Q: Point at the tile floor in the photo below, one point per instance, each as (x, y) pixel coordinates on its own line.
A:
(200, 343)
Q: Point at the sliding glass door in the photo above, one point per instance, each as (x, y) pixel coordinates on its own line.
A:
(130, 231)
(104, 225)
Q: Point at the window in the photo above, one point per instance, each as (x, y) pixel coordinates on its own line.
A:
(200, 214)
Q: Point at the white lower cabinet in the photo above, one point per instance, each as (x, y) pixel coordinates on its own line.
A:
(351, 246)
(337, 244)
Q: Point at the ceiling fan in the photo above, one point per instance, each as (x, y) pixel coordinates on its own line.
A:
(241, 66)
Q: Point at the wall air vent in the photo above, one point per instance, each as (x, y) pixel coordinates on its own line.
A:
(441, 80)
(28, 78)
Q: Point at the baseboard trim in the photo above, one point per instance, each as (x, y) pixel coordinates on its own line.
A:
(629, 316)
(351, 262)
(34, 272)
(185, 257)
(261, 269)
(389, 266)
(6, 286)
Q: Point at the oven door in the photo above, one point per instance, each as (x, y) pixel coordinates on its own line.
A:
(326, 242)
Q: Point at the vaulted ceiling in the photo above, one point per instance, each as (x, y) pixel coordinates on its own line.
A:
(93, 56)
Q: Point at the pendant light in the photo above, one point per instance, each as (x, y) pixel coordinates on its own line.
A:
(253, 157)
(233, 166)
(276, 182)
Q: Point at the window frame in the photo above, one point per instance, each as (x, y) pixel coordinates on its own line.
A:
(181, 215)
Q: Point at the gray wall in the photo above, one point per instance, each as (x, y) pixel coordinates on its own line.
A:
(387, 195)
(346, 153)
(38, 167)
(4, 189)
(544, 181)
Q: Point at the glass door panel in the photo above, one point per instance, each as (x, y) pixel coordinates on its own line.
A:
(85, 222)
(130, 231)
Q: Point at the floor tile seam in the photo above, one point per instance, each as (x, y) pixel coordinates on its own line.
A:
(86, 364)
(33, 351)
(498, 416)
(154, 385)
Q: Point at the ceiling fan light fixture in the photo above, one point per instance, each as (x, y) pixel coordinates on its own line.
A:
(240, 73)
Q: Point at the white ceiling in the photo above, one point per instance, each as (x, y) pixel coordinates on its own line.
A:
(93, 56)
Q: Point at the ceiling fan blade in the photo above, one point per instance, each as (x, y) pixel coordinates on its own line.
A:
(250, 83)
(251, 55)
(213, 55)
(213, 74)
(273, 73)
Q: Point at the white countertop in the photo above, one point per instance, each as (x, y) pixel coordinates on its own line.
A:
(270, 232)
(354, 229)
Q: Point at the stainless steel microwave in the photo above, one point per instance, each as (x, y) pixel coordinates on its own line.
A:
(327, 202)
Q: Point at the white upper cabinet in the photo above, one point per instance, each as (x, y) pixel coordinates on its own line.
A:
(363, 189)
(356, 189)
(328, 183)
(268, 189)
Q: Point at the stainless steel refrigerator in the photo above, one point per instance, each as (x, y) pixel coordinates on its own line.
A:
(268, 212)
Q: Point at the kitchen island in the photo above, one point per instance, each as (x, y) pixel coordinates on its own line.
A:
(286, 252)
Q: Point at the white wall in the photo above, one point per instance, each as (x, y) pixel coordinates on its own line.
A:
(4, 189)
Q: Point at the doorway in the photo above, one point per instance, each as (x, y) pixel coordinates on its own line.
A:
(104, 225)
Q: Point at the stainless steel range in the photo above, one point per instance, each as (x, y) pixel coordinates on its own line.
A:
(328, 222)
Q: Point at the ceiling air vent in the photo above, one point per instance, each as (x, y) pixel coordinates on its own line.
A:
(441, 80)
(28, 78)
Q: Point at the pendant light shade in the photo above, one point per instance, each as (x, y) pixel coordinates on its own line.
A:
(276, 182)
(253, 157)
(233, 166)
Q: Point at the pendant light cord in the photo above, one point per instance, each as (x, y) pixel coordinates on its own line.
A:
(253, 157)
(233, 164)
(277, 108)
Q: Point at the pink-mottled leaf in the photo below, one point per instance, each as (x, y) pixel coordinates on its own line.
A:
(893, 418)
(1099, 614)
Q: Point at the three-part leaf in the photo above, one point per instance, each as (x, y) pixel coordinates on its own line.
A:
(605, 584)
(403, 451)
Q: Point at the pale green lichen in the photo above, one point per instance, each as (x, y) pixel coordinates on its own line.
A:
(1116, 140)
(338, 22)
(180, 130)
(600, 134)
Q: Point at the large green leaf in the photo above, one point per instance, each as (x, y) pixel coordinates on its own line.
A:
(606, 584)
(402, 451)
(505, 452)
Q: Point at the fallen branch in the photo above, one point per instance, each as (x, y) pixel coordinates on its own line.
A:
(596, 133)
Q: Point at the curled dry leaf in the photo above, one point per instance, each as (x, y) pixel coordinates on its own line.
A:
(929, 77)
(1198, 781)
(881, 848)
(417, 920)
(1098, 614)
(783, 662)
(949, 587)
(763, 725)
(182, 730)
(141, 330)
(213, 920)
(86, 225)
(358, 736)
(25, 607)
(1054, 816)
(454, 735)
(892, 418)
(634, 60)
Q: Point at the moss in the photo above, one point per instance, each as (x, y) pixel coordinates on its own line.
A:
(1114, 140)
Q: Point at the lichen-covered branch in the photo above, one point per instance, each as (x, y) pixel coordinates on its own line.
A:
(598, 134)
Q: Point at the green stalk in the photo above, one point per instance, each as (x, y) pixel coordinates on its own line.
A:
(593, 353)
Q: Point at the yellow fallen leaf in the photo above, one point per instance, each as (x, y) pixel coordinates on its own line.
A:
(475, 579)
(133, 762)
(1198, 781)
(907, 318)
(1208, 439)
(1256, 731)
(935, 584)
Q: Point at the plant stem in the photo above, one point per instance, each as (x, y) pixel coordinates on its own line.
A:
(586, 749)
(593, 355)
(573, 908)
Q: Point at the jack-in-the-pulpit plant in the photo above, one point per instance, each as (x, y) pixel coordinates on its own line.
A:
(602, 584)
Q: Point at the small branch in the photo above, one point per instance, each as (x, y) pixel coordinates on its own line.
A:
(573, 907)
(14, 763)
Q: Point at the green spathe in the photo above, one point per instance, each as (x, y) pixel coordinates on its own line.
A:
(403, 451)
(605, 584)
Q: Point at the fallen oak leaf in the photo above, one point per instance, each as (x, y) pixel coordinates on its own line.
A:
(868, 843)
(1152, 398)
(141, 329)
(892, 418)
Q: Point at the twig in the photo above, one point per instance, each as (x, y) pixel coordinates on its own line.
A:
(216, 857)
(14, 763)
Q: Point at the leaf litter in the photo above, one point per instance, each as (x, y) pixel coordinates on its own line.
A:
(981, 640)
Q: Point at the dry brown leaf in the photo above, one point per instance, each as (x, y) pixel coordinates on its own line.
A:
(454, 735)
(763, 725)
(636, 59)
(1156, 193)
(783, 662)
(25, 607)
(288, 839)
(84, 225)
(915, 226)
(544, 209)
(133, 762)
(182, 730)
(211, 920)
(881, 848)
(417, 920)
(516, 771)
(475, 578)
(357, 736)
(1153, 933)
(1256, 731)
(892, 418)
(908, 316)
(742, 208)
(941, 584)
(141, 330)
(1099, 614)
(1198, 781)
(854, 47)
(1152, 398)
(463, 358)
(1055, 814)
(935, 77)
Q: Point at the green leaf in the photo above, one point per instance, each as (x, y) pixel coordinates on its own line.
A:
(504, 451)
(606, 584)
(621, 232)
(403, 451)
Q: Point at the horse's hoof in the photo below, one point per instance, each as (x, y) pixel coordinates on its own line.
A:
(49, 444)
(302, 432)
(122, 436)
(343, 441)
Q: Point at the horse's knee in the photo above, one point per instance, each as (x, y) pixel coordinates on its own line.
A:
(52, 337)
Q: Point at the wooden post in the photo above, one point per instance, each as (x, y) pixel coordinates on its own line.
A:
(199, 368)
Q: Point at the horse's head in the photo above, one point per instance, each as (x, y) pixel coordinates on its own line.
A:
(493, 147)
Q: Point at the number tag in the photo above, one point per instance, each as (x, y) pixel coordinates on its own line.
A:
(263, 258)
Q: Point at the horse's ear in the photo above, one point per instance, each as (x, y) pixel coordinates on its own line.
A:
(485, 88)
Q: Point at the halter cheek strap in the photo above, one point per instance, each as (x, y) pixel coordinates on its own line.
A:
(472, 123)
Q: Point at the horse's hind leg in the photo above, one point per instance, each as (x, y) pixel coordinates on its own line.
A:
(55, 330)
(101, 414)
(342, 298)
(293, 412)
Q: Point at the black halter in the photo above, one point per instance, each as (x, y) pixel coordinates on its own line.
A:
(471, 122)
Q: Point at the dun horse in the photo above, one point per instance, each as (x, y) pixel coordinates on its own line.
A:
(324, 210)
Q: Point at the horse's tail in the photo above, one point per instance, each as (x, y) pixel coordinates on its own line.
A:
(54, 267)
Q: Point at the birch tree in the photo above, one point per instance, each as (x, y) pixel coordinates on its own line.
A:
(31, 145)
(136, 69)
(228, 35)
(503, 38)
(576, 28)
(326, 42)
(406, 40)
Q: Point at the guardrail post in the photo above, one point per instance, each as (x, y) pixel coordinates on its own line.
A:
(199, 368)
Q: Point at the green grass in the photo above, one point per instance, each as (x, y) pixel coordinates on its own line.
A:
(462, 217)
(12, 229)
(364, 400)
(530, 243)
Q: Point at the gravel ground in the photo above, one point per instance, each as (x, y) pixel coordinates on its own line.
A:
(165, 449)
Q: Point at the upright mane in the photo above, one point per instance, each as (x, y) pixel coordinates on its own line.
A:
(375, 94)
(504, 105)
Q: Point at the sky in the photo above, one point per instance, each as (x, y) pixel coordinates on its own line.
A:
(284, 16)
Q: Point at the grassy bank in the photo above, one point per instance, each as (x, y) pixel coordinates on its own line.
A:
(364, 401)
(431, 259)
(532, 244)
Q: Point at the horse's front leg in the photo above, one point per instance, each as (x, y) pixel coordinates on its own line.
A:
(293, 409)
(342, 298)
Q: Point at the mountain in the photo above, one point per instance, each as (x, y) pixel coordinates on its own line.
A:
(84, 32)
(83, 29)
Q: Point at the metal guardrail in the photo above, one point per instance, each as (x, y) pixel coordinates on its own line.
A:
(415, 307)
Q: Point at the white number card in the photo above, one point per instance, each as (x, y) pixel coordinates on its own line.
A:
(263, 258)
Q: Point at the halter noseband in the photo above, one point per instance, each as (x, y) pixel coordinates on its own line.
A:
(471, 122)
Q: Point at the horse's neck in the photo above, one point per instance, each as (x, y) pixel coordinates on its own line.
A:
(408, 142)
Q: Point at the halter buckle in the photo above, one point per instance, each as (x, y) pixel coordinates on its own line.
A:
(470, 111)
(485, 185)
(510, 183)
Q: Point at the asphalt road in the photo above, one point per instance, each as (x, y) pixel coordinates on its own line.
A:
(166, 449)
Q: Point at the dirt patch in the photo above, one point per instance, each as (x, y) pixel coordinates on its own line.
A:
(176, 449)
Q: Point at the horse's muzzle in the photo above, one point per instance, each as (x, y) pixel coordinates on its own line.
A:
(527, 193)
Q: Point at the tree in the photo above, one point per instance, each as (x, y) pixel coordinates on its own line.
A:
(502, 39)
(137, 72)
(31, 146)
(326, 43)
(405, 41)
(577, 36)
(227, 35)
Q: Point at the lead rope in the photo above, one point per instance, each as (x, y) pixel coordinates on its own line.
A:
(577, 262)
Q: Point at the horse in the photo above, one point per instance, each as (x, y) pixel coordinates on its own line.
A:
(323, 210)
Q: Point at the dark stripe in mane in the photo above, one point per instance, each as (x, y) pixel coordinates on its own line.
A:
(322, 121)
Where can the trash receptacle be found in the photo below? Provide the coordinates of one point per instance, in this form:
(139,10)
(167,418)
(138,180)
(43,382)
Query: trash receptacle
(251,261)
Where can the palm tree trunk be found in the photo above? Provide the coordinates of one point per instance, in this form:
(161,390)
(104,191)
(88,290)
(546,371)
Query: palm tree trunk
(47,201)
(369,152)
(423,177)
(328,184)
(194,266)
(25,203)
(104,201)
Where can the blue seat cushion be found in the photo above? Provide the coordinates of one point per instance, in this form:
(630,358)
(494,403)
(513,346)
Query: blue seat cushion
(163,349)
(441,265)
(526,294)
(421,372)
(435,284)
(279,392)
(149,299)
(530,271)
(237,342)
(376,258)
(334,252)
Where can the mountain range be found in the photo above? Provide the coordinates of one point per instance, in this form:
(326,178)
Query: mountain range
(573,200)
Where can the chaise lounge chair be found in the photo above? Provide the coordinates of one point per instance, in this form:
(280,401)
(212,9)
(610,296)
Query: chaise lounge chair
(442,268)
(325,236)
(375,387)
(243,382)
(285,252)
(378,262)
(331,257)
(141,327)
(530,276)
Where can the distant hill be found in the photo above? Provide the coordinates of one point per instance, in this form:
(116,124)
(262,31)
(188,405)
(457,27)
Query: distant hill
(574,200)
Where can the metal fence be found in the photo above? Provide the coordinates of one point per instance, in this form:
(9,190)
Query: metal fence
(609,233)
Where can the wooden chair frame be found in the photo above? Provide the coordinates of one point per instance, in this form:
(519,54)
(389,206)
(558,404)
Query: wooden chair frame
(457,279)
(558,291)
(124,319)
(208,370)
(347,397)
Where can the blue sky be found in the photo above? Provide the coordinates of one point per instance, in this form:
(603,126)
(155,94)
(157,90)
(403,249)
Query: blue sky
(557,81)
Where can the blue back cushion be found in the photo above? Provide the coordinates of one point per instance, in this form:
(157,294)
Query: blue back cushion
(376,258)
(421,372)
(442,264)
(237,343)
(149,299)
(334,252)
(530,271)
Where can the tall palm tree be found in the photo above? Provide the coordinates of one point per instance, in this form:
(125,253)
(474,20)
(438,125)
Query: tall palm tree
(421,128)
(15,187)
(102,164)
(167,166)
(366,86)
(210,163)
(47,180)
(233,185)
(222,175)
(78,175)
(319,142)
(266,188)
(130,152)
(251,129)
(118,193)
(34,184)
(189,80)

*TASK PROMPT*
Return all lines in the data that include the word "vent".

*TASK SOLUTION*
Q: Point at the wall air vent in the photo above, one point per instance, each as (x, y) pixel coordinates on its own line.
Q: Point at the ceiling air vent in the photo above, one point per instance, each as (x, y) pixel coordinates on its own line.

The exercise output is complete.